EJERCICIOS >>
a – En el fragmento sobre Dostoievski, ¿quién es el verdadero asesino según las pruebas de Iván Karamazov?
b – Identifica en el listado todas las líneas que contienen la cadena "statue" y cópialas.

Dostoievski estaba en sus personajes, por supuesto. Pensaba y vivía y sentía como ellos, o al contrario de ellos, que era como decir también que era ellos y las dos caras de una misma moneda, que se llamaba humanidad, o humanismo. En un lado, Dmitri Karamazov, el criminal falsamente acusado de haber asesinado a su padre, Fiodor Pavlovitch Karamazov. Del otro, el mismo criminal y el mismo Dmitri, que era capaz de decir que él era inocente por la muerte de su padre, pero no por todos sus otros pecados. De un lado, una mujer, Catalina Ivanovna, que lo amaba y sacrificaba su vida por él. Del otro, esa misma mujer, que llevada por los celos, por la venganza, por un odio pasajero, lo condenaba en pleno juicio y esgrimía una carta que era definitiva para la sentencia de los jueces. Y era Smerdiakov, el verdadero asesino según las pruebas de Iván Karamazov, un epiléptico que jamás se conformaba con ser menos que sus amos, pero que al mismo tiempo cargaba con la cruz de ser un hijo de nadie, o de casi nadie.
Era Kolia, el niño que quería ser grande y que se había acostado entre los rieles de un tren para que el tren le pasara por encima y ganarse así el respeto y la admiración de sus compañeros, y quien a la vez era capaz de admitir que la mirada de una niña le había devuelto la fe en la humanidad. Dostoievski era ese niño, y era al mismo tiempo Aliocha, el seminarista que le dijo que si se juntaba con más personas como aquella niña, con el tiempo sería más y más bondadoso. Era uno de los tantos borrachos de Skotoprigonievsk, y el capitán Snieguiriov, que por orgullo despreciaba un fajo de billetes, y el starets Zósimo, guardián de la fe de los rusos, y a era la vez el demonio que conversaba con Iván Karamazov, aquel que decía, “Pero, entre tanto, cumplo, gruñendo y contra mi voluntad, mi misión de perder a miles de hombres para salvar a uno solo”. Era y fue el abogado Fetiukovitch, que dijo al final de su defensa a Dmitri Karamazov que le ley era letra y papel, “Que los demás pueblos observen la letra de la ley, observemos nosotros su espíritu y su esencia para la regeneración de los caídos”.

MATERIAL DEL EJERCICIO >>
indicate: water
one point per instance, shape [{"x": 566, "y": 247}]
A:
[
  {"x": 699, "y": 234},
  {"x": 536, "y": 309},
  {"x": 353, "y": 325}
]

--

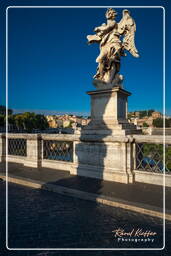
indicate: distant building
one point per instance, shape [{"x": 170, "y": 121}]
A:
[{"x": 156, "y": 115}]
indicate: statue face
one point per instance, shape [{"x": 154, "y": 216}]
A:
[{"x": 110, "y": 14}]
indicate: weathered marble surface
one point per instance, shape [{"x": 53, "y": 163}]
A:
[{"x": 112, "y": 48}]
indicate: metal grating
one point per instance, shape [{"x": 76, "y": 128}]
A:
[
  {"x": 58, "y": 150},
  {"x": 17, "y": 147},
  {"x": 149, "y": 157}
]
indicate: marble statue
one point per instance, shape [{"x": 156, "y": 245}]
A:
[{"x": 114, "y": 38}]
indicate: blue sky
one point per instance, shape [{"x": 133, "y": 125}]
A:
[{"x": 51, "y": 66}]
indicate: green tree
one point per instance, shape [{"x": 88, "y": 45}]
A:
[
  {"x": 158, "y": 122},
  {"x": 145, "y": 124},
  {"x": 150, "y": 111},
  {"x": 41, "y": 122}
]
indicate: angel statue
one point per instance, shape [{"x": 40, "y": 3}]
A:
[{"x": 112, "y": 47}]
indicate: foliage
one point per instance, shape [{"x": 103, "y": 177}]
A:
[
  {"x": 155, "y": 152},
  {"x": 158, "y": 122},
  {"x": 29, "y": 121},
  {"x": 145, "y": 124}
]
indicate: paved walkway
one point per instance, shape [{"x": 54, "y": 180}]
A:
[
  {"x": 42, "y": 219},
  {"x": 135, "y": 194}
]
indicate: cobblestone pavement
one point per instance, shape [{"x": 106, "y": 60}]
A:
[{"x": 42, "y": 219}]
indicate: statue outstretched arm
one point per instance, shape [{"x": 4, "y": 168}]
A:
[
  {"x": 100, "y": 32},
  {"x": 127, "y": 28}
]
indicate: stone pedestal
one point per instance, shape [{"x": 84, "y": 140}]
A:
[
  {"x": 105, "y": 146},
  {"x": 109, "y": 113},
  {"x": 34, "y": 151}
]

...

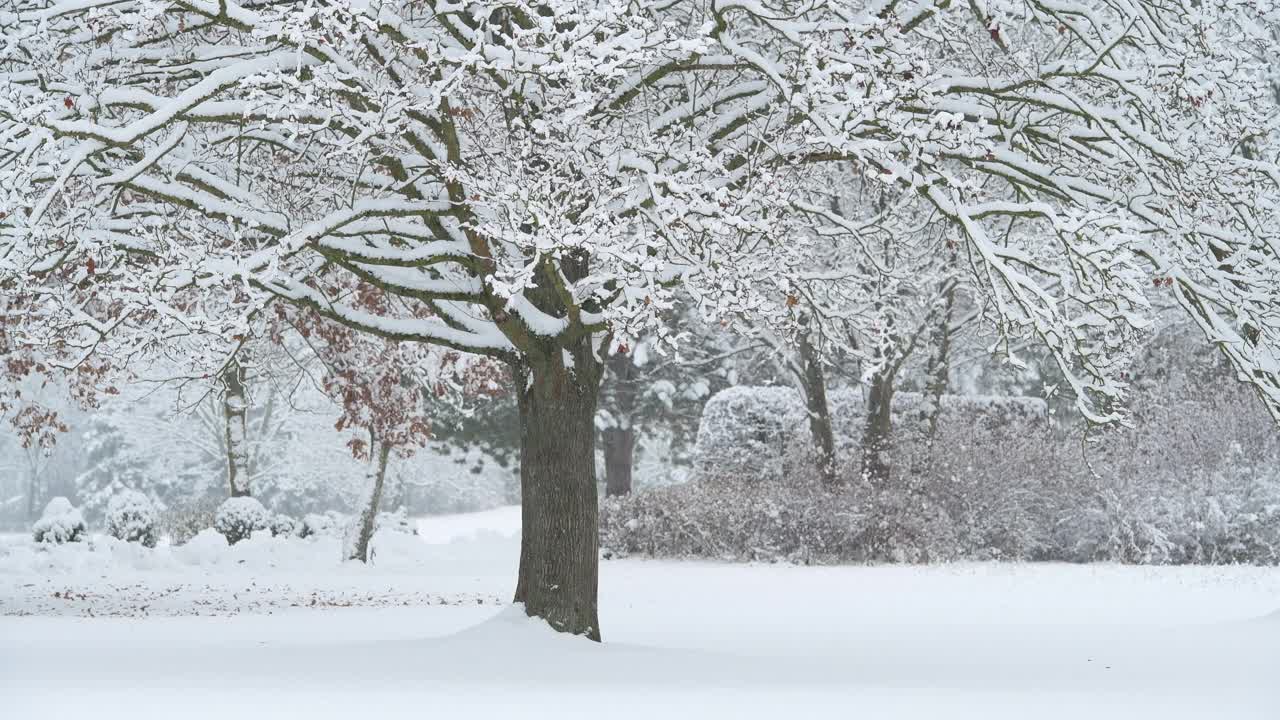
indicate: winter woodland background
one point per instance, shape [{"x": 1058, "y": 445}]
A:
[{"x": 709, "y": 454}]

SOLUCIONES >>
a – Smerdiakov.

b –
indicate: statue face
indicate: marble statue
indicate: angel statue
indicate: statue outstretched arm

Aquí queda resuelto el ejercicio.